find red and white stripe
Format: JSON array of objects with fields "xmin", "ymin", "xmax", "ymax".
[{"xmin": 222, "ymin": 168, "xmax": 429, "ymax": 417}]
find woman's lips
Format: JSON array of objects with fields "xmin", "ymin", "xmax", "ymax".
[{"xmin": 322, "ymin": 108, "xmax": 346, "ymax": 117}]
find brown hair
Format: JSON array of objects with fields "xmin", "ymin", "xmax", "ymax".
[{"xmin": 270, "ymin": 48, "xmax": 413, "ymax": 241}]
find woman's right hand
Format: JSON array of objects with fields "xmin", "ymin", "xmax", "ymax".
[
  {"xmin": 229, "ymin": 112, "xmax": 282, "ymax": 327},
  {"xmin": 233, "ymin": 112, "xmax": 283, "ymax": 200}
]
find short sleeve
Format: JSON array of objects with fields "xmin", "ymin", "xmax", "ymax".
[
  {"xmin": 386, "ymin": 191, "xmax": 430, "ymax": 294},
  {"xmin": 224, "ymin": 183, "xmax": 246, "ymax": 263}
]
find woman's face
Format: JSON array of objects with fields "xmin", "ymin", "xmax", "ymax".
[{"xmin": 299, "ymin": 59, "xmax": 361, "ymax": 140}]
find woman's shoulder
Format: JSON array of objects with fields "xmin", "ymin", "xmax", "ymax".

***

__Directions for this task__
Reproduce the full listing word for word.

__Output__
find red and white stripe
Format: JSON array of objects with fields "xmin", "ymin", "xmax", "ymax".
[{"xmin": 222, "ymin": 168, "xmax": 429, "ymax": 417}]
find woman's lips
Format: JSON array of objects with fields "xmin", "ymin", "xmax", "ymax".
[{"xmin": 322, "ymin": 108, "xmax": 346, "ymax": 117}]
find brown hair
Format: JSON array of objects with fields "xmin", "ymin", "xmax", "ymax".
[{"xmin": 270, "ymin": 48, "xmax": 413, "ymax": 241}]
find woman's right hand
Format: JSON array of objects with fields "xmin", "ymin", "xmax", "ymax".
[
  {"xmin": 229, "ymin": 112, "xmax": 282, "ymax": 327},
  {"xmin": 233, "ymin": 112, "xmax": 283, "ymax": 200}
]
find short sleeve
Format: JSON array of objects with fields "xmin", "ymin", "xmax", "ymax".
[
  {"xmin": 386, "ymin": 191, "xmax": 430, "ymax": 294},
  {"xmin": 224, "ymin": 183, "xmax": 246, "ymax": 263}
]
find woman's face
Format: JSON array of objects with fields "xmin", "ymin", "xmax", "ymax".
[{"xmin": 299, "ymin": 59, "xmax": 361, "ymax": 140}]
find woman's shoulder
Format: JSON array of objects with fields "xmin", "ymin", "xmax", "ymax".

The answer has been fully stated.